=== Section Start ===
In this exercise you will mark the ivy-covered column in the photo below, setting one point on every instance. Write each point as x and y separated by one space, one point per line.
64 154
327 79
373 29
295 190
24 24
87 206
=== Section End ===
- [EXERCISE] Write the records out again. Each one must match exactly.

- [OUTPUT OF THE TASK]
In this exercise you will mark the ivy-covered column in the photo below, setting one point on every instance. Write each point as x and y separated by one space, one point per line.
64 154
327 79
373 29
295 190
24 24
87 206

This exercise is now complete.